» WORK TO COMPLETE
Please restate the records that follow word for word, omitting any images.

= Beginning of Section =

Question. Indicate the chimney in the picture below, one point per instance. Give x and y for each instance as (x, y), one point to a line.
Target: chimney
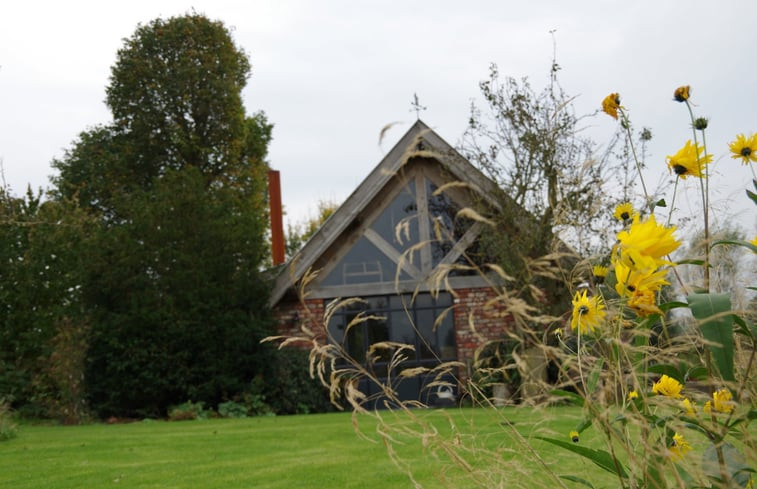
(277, 218)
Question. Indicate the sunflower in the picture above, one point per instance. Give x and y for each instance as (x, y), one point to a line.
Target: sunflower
(688, 407)
(688, 161)
(611, 104)
(744, 148)
(588, 312)
(643, 277)
(679, 446)
(681, 94)
(599, 272)
(624, 212)
(668, 386)
(646, 239)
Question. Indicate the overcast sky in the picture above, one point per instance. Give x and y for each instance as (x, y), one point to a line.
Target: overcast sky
(331, 74)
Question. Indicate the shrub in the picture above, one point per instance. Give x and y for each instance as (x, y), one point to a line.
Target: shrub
(187, 411)
(289, 388)
(232, 409)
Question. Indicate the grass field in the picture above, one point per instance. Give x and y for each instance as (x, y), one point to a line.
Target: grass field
(309, 451)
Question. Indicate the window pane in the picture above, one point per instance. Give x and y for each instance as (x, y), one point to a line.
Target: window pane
(402, 328)
(364, 263)
(398, 222)
(425, 325)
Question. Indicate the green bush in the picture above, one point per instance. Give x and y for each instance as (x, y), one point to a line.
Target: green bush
(187, 411)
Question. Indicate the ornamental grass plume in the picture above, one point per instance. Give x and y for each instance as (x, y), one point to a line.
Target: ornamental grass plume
(668, 387)
(721, 402)
(688, 161)
(588, 313)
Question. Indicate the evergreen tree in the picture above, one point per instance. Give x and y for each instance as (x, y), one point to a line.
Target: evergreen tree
(173, 287)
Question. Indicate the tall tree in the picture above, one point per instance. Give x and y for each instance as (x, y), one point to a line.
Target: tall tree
(174, 285)
(530, 143)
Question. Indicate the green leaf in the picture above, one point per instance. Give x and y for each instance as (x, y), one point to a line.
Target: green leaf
(752, 196)
(599, 457)
(735, 466)
(573, 478)
(745, 327)
(716, 323)
(570, 396)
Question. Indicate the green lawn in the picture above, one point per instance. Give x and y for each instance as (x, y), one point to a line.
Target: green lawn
(313, 451)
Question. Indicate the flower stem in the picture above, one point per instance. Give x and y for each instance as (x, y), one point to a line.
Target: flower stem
(626, 124)
(705, 203)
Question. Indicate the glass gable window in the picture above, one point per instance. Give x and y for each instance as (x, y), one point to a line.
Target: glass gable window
(398, 222)
(399, 319)
(364, 263)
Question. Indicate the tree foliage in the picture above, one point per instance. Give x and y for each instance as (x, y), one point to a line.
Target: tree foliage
(43, 249)
(530, 143)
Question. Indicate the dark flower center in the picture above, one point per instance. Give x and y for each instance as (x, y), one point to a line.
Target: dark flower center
(680, 169)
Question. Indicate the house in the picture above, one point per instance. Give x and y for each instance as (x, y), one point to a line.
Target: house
(394, 242)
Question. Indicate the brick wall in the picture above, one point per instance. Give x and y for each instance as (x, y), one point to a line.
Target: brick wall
(478, 319)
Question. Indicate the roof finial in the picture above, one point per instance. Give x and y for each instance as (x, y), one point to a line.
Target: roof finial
(417, 107)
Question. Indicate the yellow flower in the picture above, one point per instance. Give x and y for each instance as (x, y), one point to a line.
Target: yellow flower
(611, 104)
(646, 239)
(688, 406)
(721, 402)
(624, 212)
(688, 161)
(679, 447)
(643, 277)
(682, 93)
(668, 386)
(599, 272)
(643, 303)
(744, 148)
(588, 312)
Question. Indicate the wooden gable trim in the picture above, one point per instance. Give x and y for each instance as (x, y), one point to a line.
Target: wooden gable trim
(350, 220)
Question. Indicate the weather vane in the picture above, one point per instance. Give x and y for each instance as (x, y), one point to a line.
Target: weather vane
(416, 106)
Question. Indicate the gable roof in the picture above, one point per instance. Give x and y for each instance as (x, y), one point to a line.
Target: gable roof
(418, 142)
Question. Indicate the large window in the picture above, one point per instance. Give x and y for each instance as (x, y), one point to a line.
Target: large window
(425, 323)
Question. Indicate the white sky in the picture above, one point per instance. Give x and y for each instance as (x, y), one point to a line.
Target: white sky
(330, 74)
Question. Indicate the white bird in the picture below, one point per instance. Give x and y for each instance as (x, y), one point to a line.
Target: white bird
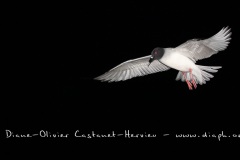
(182, 58)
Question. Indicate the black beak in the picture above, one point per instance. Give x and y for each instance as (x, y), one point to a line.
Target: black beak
(150, 61)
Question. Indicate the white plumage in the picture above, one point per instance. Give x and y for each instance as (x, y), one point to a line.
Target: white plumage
(182, 58)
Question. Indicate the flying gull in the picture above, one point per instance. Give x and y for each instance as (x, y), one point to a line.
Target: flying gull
(181, 58)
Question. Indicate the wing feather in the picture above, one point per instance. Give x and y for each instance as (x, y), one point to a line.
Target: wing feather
(132, 68)
(200, 49)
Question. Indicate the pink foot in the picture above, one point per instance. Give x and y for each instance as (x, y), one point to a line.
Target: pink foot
(188, 83)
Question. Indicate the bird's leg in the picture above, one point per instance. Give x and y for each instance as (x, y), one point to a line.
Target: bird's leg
(192, 79)
(188, 83)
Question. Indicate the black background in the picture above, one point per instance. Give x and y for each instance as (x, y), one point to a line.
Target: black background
(55, 51)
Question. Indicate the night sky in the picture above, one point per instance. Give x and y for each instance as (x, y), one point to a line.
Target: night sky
(55, 51)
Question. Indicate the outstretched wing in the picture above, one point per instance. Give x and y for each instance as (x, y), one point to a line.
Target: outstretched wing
(132, 68)
(200, 49)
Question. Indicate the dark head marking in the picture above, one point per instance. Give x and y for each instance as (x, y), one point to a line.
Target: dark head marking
(156, 54)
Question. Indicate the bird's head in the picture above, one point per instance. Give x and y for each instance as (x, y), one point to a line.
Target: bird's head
(156, 54)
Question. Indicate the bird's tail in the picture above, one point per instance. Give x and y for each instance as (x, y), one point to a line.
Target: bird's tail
(200, 75)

= End of Section =

» RESPONSE TO THE EXERCISE
Question. Indicate the chimney in the picture below, one point per instance. Give x and y for each instance as (x, y), one point to a line.
Target: chimney
(277, 218)
Question. Indicate the sunflower in the picture above, one point per instance. Give x and y for each instance as (x, y), one point to a line.
Target: sunflower
(688, 407)
(688, 161)
(611, 104)
(744, 148)
(588, 312)
(643, 277)
(679, 446)
(681, 94)
(599, 272)
(624, 212)
(668, 386)
(646, 239)
Question. Indicate the overcast sky in the picture above, one point per instance. Give x and y for each instance as (x, y), one point to a line.
Target: overcast sky
(331, 74)
Question. Indicate the shrub in the picture above, one point per instance. Give x and y for each instance as (x, y), one point to a line.
Target: shrub
(187, 411)
(289, 388)
(232, 409)
Question. Indicate the grass field in the picture above, one point per instance. Give x and y for each instance as (x, y), one point to a line.
Target: grass field
(309, 451)
Question. Indicate the window pane in the picture above, one point per instance. Give x and y for each instance as (x, y), one point to a line.
Target: window pane
(402, 328)
(364, 263)
(398, 222)
(425, 325)
Question. Indicate the green bush in the picture above, one point per instance. Give x and y for each instance as (x, y), one point to a line.
Target: green bush
(187, 411)
Question. Indicate the ornamental grass plume in the picture above, one point per instance. Give x and y for each instance as (x, y), one point to a line.
Target: ornamental grass plume
(668, 387)
(721, 402)
(688, 161)
(588, 313)
Question. Indicate the evergreen tree in the picture above, one point per instance. Give x and y for each instance as (x, y), one point to a line.
Target: evergreen tree
(173, 287)
Question. Indicate the tall tree in the picture above, one point per instance. Give x and y for each instance as (x, y), one point to a line.
Target: tall tree
(174, 285)
(530, 143)
Question. Indicate the green leaf in the picture above, one point per instance. Give x and y for each instance as (x, y), one point to a line.
Target: green leaf
(752, 196)
(599, 457)
(735, 466)
(573, 478)
(745, 327)
(716, 323)
(570, 396)
Question. Indicate the green lawn in the picture above, one point per instance. Give x and y for each instance as (x, y), one point to a line.
Target: green lawn
(313, 451)
Question. Indicate the flower stem in the picture above, one point per instance. Give x and y for each instance as (x, y), one point to a line.
Target: flower stem
(626, 124)
(705, 203)
Question. Indicate the glass gable window in the picture above, one point per instance. Give x and y for each instance as (x, y), one point to a line.
Target: glass gable window
(398, 222)
(399, 319)
(364, 263)
Question. Indicate the tree foliage in the picture above, one point per instance. Give x and y for each instance as (x, y), one point to a line.
Target: tree foliage
(43, 249)
(530, 143)
Question. Indicate the dark flower center in the picture above, one point per instance. Give x and y for each instance as (x, y), one point to a line.
Target: dark flower center
(680, 169)
Question. Indicate the house in the picture above, one point per instance. Give x and y for each instance as (x, y), one point to a line.
Target: house
(394, 242)
Question. Indicate the brick wall in the picture above, one point per instance. Give x and y for each instance as (x, y), one point to a line.
Target: brick wall
(478, 319)
Question. Indicate the roof finial in the picture above, one point per instance. Give x and y for each instance as (x, y), one point to a line.
Target: roof finial
(417, 107)
Question. Indicate the yellow flower in the picture above, one point per instance. Give x and y for each instance as (x, y), one point to a line.
Target: yellow flower
(611, 104)
(646, 239)
(688, 406)
(721, 402)
(624, 212)
(688, 161)
(679, 447)
(643, 277)
(682, 93)
(668, 386)
(599, 272)
(643, 303)
(744, 148)
(588, 312)
Question. Indicate the wooden gable trim in the picture above, one point per instance. Give x and y for each instance as (x, y), one point to a line.
Target: wooden gable trim
(350, 220)
Question. Indicate the weather vane in the picture above, one point per instance. Give x and y for each instance as (x, y), one point to a line.
Target: weather vane
(416, 106)
Question. Indicate the gable roof in the picture above, one point per instance. Give x and y for each instance as (x, y), one point to a line.
Target: gable roof
(418, 142)
Question. Indicate the large window in the picture above, one point per instance. Give x and y for each instance as (x, y), one point to a line.
Target: large window
(425, 323)
Question. Indicate the white sky in the picture above, one point per instance. Give x and y for each instance as (x, y), one point to a line.
Target: white sky
(330, 74)
Question. Indicate the white bird in the picture below, one point per instance. Give x and y for each instance as (x, y), one point to a line.
Target: white bird
(182, 58)
Question. Indicate the black beak in the picture above, one point per instance. Give x and y for each instance as (x, y), one point to a line.
Target: black beak
(150, 61)
Question. Indicate the white plumage in the picture above, one point per instance. Give x and y for each instance as (x, y), one point to a line.
Target: white plumage
(182, 58)
Question. Indicate the flying gull in the picture above, one point per instance. Give x and y for each instance as (x, y), one point to a line.
Target: flying gull
(181, 58)
Question. Indicate the wing feather in the picture above, one point per instance. Give x and y for each instance as (x, y), one point to a line.
Target: wing feather
(132, 68)
(200, 49)
Question. Indicate the pink foot in the picture above, one point per instance. Give x and y for each instance as (x, y), one point to a line.
Target: pink foot
(188, 83)
Question. Indicate the bird's leg in the picture above, one point per instance. Give x and y for each instance as (x, y), one point to a line.
Target: bird's leg
(192, 79)
(188, 83)
Question. Indicate the black background in the picture above, one point per instance. Give x and y for each instance as (x, y), one point to a line.
Target: black background
(55, 51)
Question. Indicate the night sky in the picture above, one point per instance. Give x and y for each instance as (x, y), one point to a line.
Target: night sky
(55, 51)
Question. Indicate the outstretched wing in the picture above, one point per instance. Give x and y for each instance as (x, y), one point to a line.
Target: outstretched wing
(132, 68)
(200, 49)
Question. Indicate the dark head marking in the picture above, one point per instance. Give x and y for each instance as (x, y), one point to a line.
Target: dark head marking
(156, 54)
Question. Indicate the bird's head in the picture above, one point per instance. Give x and y for each instance as (x, y), one point to a line.
Target: bird's head
(156, 54)
Question. Indicate the bird's tail in the picture above, one point per instance. Give x and y for each instance as (x, y), one point to a line.
Target: bird's tail
(200, 75)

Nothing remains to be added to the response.